──────── Source document

Remember, you are voting for the ship you prefer, not the ship you find more problematic
Propaganda for both ships under the cut.
Disclaimer: All ships (other than the now-eliminated NozoCoco) on this bracket are FOLLOWER-SUBMITTED ships, the Mods do not always hold necessary knowledge to be aware of any errors or fanonizing what should be canon material that may arise.
Lucifadam Propaganda (Harmful Dynamic)
"Lucifer is a fallen angel while Adam is still an angel, leading an army of exorcists that slaughters Lucifer's people annually. He's constantly killing demons, and Lucifer has basically given up trying to prevent this after several attempts. However, he has that protective fire reignited in him when Adam decides to go after Lucifer's daughter - and Lucifer makes a comment that many take in a more suggestive fashion than Lucifer intended. They're SO unhealthy for each other, but that one comment eliciting that kind of reaction sparked fun ideas for their ship in my head, so I wanted to submit these two together."
Stannarrator Propaganda (Codependency, Toxic Power Dynamics - In most endings)

────────────────

Work instructions:
Output the passage of the ship poll post between "Remember, you are" and "Propaganda (Harmful Dynamic)", inclusive, copying it word for word. The lines after this point have no connection to the ship poll post.

──────── Data supplied

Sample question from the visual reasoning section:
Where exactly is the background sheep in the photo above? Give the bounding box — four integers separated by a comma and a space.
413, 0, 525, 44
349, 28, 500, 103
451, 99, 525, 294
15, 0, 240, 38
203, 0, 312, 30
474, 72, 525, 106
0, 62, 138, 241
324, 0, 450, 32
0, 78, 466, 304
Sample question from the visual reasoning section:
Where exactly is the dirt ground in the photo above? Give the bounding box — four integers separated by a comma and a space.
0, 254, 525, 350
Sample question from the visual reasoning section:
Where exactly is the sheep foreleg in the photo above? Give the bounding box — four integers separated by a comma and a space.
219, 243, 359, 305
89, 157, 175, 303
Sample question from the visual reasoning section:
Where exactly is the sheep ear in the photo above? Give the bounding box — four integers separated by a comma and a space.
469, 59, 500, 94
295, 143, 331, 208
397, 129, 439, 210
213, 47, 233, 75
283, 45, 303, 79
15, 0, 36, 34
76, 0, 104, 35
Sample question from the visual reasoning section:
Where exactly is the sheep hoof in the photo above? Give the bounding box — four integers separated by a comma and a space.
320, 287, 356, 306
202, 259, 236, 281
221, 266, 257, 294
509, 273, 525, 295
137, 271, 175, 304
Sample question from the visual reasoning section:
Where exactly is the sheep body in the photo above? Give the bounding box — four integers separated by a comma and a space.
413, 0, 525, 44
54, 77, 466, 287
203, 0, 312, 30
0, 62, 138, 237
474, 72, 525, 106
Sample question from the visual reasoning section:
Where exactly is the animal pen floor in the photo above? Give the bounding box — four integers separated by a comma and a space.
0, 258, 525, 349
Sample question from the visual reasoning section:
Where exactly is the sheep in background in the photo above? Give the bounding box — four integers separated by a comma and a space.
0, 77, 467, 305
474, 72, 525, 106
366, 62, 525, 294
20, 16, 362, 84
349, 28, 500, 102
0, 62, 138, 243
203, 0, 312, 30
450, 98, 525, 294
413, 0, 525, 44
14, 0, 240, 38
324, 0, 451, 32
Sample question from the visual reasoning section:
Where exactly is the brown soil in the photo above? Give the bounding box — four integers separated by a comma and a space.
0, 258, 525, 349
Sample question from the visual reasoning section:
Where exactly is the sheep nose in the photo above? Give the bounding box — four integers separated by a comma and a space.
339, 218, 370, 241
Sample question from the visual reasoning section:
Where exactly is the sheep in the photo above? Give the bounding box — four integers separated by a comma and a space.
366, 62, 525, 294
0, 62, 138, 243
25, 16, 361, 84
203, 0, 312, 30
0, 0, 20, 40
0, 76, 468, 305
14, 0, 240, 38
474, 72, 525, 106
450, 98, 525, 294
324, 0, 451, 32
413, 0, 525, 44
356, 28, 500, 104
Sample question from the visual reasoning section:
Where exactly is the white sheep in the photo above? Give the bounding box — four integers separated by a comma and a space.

────────────────

Written response:
Remember, you are voting for the ship you prefer, not the ship you find more problematic
Propaganda for both ships under the cut.
Disclaimer: All ships (other than the now-eliminated NozoCoco) on this bracket are FOLLOWER-SUBMITTED ships, the Mods do not always hold necessary knowledge to be aware of any errors or fanonizing what should be canon material that may arise.
Lucifadam Propaganda (Harmful Dynamic)